Fin 2001, le syndicat Sud-Rail ainsi que trois cheminots de l'Etablissement industriel de maintenance du matériel (EIMM, ancien nom des Technicentres) de Saintes avaient déposé auprès du tribunal de la ville une plainte contre X pour "mise en danger de la vie d'autrui", demandant la désignation d'un juge d'instruction.
Dans cet établissement, des employés assuraient notamment la maintenance du matériel ou procédaient à des transformations. Or, tout le matériel construit avant 1991 contenait un isolant, l'Isoson, avec de l'amiante à l'intérieur.
Les plaignants estimaient que la SNCF ne les avait pas suffisamment protégés, notamment au regard d'un décret de 1996 renforçant la protection des travailleurs exposés à l'amiante.
"Jusqu'à la fin de 1999, à Saintes, les cheminots ne bénéficiaient pas de protections individuelles", masques, tenues spécifiques ou port de gants, d'après les plaignants.

══════

» QUESTIONS D'ÉTUDE
1 - Recopiez fidèlement le passage de l'extrait sur l'amiante à Saintes, de « Les plaignants estimaient » jusqu'à « exposés à l'amiante. ».
2 - D'après l'extrait sur l'amiante à Saintes, quel isolant contenant de l'amiante se trouvait dans tout le matériel construit avant 1991 ?

» MATÉRIEL FOURNI
══════

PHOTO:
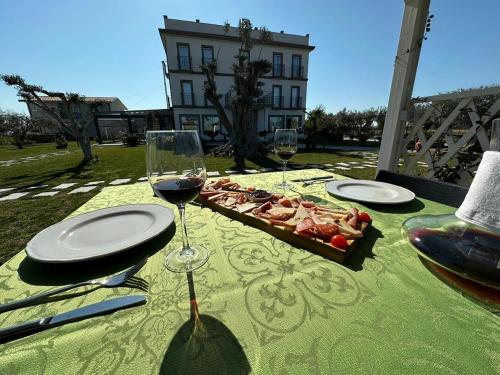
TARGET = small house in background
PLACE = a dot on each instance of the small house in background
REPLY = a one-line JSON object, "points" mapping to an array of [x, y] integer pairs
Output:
{"points": [[188, 45], [82, 112]]}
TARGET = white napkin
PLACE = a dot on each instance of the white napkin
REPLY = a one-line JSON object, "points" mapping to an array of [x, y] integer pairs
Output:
{"points": [[481, 205]]}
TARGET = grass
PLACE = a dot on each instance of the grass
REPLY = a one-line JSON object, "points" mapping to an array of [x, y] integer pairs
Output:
{"points": [[22, 219]]}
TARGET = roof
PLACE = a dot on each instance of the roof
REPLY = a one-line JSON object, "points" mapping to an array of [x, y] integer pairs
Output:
{"points": [[214, 31], [90, 99]]}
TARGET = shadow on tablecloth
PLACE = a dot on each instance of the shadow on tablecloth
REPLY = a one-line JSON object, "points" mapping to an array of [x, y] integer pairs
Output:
{"points": [[203, 345]]}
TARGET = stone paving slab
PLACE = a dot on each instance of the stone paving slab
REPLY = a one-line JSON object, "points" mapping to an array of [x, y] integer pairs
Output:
{"points": [[64, 186], [13, 196], [91, 183], [83, 189], [35, 187], [119, 181], [46, 194]]}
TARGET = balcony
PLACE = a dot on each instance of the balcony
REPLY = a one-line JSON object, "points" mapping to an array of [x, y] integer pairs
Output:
{"points": [[184, 63], [297, 72], [278, 71], [188, 99], [295, 102], [278, 101], [207, 60]]}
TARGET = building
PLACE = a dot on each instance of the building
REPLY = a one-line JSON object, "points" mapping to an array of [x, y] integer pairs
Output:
{"points": [[81, 111], [190, 44]]}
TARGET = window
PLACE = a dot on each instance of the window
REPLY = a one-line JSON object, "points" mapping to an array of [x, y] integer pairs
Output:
{"points": [[189, 122], [183, 56], [211, 125], [245, 53], [187, 93], [295, 100], [296, 66], [207, 54], [276, 122], [293, 122], [277, 98], [278, 67]]}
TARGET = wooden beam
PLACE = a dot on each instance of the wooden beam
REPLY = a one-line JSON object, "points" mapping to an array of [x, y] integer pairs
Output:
{"points": [[405, 68], [442, 128]]}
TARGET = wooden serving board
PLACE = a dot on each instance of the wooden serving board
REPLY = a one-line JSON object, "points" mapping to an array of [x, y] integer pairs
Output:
{"points": [[314, 245]]}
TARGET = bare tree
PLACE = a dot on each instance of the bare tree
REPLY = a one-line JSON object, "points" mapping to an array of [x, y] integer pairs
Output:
{"points": [[242, 130], [31, 94], [16, 125]]}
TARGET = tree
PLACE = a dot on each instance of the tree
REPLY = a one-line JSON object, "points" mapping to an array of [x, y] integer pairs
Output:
{"points": [[16, 125], [242, 130], [31, 94]]}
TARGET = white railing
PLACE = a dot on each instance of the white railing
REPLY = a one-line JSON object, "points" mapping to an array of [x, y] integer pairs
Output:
{"points": [[434, 123]]}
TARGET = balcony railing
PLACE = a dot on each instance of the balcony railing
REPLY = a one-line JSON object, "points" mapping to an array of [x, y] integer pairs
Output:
{"points": [[297, 72], [184, 62], [278, 102], [278, 70], [295, 102], [188, 98], [207, 60]]}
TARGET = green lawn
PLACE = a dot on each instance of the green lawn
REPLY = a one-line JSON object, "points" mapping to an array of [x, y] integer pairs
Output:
{"points": [[23, 218]]}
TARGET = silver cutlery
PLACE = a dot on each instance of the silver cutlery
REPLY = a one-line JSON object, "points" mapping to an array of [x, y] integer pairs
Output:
{"points": [[109, 282], [311, 179], [89, 311]]}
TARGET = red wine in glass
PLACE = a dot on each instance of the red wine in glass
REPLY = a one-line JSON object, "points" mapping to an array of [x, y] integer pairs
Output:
{"points": [[178, 190]]}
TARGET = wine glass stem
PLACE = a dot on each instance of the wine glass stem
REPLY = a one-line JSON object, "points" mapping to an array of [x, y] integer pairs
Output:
{"points": [[186, 249], [284, 169]]}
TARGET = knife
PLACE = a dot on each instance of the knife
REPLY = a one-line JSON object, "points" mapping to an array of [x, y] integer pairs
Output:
{"points": [[312, 178], [100, 308]]}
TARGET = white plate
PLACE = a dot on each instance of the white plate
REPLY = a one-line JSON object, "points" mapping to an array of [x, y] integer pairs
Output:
{"points": [[99, 233], [370, 191]]}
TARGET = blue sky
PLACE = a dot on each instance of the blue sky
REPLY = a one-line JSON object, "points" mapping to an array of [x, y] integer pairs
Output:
{"points": [[112, 48]]}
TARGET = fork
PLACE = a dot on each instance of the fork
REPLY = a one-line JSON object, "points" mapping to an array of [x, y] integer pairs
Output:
{"points": [[109, 282]]}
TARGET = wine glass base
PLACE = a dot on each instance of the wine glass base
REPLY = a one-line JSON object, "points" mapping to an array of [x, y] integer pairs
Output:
{"points": [[177, 262]]}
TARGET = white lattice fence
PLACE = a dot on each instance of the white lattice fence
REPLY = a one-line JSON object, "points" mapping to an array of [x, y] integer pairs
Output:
{"points": [[447, 125]]}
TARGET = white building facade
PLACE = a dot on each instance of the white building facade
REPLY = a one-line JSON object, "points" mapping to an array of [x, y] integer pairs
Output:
{"points": [[190, 44]]}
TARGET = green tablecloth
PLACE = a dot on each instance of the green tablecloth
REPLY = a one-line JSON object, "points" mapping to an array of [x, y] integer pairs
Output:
{"points": [[267, 307]]}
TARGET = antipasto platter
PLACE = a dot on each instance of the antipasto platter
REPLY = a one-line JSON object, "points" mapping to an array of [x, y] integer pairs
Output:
{"points": [[329, 231]]}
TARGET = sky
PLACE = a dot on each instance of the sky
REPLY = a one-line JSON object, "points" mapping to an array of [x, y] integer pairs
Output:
{"points": [[113, 48]]}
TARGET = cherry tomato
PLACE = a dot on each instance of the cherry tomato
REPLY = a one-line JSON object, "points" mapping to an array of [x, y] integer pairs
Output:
{"points": [[363, 216], [339, 241]]}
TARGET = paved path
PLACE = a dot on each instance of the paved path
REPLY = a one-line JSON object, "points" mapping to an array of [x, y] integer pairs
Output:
{"points": [[368, 160]]}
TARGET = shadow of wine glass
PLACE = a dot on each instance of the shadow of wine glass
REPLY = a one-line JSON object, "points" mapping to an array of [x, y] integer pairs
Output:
{"points": [[204, 345]]}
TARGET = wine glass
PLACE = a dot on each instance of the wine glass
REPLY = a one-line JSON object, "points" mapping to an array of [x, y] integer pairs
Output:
{"points": [[285, 146], [176, 172]]}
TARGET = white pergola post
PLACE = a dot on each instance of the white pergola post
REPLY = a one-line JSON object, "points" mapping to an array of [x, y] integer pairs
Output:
{"points": [[405, 68]]}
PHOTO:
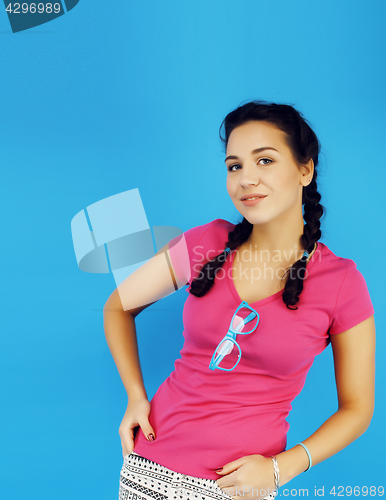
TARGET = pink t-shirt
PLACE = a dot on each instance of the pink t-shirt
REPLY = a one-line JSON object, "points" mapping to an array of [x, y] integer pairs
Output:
{"points": [[203, 418]]}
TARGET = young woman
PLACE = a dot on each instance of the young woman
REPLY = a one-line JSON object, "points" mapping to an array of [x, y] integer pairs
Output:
{"points": [[265, 297]]}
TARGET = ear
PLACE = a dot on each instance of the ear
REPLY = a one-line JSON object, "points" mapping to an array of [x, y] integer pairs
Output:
{"points": [[307, 171]]}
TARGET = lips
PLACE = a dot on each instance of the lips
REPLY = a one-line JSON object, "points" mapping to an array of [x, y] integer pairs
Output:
{"points": [[253, 195]]}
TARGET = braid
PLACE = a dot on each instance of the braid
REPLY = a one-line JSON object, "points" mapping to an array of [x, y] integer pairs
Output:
{"points": [[313, 211]]}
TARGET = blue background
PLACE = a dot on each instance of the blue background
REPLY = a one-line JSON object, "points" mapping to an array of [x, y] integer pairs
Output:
{"points": [[120, 95]]}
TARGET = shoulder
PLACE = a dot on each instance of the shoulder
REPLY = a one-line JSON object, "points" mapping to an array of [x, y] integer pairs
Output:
{"points": [[333, 264]]}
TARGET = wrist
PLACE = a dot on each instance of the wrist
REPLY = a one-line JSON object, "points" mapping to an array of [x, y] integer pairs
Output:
{"points": [[291, 463], [136, 394]]}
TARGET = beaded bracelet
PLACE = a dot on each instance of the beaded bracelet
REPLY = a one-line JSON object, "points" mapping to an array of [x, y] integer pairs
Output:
{"points": [[276, 472], [309, 456]]}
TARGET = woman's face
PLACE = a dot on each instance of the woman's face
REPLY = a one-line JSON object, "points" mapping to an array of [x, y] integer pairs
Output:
{"points": [[273, 173]]}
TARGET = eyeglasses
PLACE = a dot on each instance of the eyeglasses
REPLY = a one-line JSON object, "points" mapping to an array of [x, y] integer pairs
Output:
{"points": [[228, 352]]}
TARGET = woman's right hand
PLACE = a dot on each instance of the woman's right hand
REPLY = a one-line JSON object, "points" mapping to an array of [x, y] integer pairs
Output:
{"points": [[137, 413]]}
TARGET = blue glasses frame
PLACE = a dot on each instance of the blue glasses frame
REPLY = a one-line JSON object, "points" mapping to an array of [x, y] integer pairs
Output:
{"points": [[230, 338]]}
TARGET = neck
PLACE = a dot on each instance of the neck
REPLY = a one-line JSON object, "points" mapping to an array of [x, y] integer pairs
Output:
{"points": [[279, 240]]}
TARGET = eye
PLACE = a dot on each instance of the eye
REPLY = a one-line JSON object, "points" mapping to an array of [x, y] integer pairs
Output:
{"points": [[230, 168], [266, 159]]}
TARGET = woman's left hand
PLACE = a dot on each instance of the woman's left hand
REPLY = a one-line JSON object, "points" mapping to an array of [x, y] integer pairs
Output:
{"points": [[249, 477]]}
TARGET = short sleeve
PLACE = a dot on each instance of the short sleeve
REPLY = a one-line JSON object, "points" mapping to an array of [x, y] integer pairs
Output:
{"points": [[353, 303], [186, 252]]}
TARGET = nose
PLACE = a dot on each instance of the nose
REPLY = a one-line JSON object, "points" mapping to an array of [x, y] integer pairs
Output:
{"points": [[249, 175]]}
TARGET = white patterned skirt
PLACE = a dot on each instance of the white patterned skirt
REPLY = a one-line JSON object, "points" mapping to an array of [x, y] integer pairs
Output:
{"points": [[143, 479]]}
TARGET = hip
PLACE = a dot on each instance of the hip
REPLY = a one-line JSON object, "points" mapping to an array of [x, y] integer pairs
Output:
{"points": [[148, 480]]}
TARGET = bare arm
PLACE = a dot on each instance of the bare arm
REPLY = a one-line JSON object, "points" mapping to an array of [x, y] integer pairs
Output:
{"points": [[354, 361], [145, 286], [152, 281]]}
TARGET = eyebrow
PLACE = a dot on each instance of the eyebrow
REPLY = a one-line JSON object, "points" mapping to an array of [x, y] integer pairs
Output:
{"points": [[259, 150]]}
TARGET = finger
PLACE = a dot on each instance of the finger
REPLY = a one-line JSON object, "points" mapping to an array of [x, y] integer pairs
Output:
{"points": [[147, 429], [231, 466], [127, 441]]}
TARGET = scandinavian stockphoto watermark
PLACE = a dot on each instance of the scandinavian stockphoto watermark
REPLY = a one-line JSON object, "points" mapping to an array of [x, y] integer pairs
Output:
{"points": [[254, 265], [25, 15], [317, 491]]}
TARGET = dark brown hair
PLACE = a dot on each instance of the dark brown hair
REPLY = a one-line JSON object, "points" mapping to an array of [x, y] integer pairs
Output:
{"points": [[304, 145]]}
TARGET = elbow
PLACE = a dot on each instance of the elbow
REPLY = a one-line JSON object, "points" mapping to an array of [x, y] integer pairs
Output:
{"points": [[361, 415]]}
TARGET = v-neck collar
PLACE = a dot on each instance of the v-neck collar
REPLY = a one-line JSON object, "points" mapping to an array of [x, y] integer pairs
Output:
{"points": [[271, 298]]}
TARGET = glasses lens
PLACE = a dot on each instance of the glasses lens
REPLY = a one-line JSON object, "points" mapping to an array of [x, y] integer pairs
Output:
{"points": [[227, 354], [245, 320]]}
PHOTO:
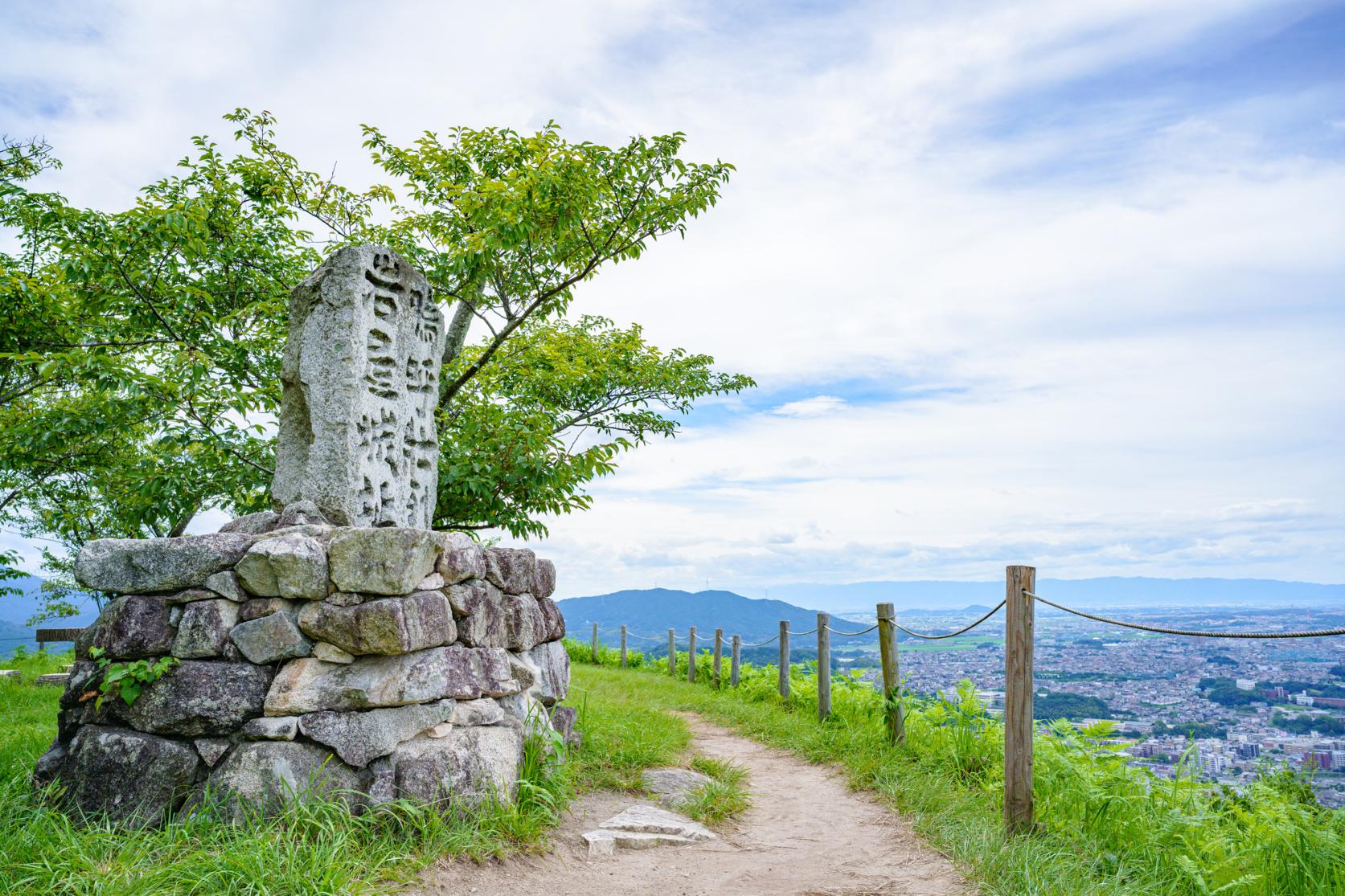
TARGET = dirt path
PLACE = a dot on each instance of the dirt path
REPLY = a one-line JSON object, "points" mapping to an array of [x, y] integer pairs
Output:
{"points": [[806, 833]]}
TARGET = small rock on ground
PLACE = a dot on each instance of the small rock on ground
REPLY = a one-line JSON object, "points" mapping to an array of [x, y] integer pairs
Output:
{"points": [[673, 784], [643, 828]]}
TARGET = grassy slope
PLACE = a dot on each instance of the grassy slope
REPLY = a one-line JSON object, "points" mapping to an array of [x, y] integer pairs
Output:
{"points": [[1107, 828]]}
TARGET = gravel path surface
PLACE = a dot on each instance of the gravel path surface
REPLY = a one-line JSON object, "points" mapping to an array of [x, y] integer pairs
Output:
{"points": [[806, 833]]}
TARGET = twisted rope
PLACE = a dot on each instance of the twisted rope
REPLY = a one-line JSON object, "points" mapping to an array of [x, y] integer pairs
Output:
{"points": [[851, 634], [1191, 632], [951, 634], [631, 634]]}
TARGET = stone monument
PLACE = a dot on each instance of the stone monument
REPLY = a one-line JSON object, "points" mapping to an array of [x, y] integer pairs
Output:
{"points": [[361, 385], [337, 644]]}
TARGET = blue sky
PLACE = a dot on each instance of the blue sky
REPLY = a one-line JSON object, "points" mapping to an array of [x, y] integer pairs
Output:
{"points": [[1025, 281]]}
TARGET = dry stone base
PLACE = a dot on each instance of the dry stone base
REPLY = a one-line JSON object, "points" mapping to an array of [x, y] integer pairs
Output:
{"points": [[365, 665]]}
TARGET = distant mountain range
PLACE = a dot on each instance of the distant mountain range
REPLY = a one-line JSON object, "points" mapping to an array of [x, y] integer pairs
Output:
{"points": [[1113, 591], [15, 611], [651, 612]]}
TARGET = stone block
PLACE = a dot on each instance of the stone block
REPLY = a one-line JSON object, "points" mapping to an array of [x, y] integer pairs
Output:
{"points": [[147, 565], [132, 776], [272, 728], [211, 748], [301, 513], [253, 524], [267, 774], [563, 720], [461, 557], [291, 567], [361, 738], [671, 784], [465, 766], [381, 561], [555, 664], [331, 653], [385, 626], [543, 579], [489, 618], [359, 387], [203, 630], [129, 628], [478, 712], [259, 607], [189, 596], [553, 616], [198, 698], [525, 624], [510, 570], [271, 638], [432, 582], [226, 586], [311, 685]]}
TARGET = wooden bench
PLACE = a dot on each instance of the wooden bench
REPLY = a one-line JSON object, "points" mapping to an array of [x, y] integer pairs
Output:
{"points": [[54, 636]]}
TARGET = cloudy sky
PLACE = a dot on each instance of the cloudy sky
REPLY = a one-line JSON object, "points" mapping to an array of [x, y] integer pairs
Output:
{"points": [[1021, 281]]}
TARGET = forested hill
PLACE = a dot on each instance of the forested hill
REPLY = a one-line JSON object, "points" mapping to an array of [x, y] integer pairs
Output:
{"points": [[653, 611]]}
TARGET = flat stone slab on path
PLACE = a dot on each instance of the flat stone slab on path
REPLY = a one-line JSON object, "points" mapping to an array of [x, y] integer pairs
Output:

══════

» RÉPONSES PAR CONSIGNE
1 -
Les plaignants estimaient que la SNCF ne les avait pas suffisamment protégés, notamment au regard d'un décret de 1996 renforçant la protection des travailleurs exposés à l'amiante.

2 - L'Isoson.